Task goal »
Retype all of the entries exactly as they appear.
-------- Stored data --------
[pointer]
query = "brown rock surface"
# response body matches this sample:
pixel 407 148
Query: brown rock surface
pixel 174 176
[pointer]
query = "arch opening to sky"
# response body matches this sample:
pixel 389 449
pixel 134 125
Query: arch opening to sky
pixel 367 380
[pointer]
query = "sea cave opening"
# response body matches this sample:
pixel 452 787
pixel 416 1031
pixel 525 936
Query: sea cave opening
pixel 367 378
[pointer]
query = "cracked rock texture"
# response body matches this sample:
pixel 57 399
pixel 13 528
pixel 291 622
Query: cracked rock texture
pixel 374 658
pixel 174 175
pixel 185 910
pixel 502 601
--------
Exercise answer »
[pointer]
query = "brown rock surface"
# response body matches this sample:
pixel 407 148
Query: brown rock surface
pixel 174 176
[pointer]
query = "arch opening to sky"
# response body matches this sample:
pixel 389 449
pixel 134 125
Query: arch opening to sky
pixel 367 380
[pointer]
query = "sea cave opening"
# response body matches this sample:
pixel 452 787
pixel 416 1031
pixel 525 936
Query: sea cave opening
pixel 367 378
[pointer]
query = "cracked rock texture"
# response body matches this sample:
pixel 57 399
pixel 13 528
pixel 291 622
Query: cracked rock texture
pixel 374 658
pixel 174 175
pixel 185 910
pixel 502 601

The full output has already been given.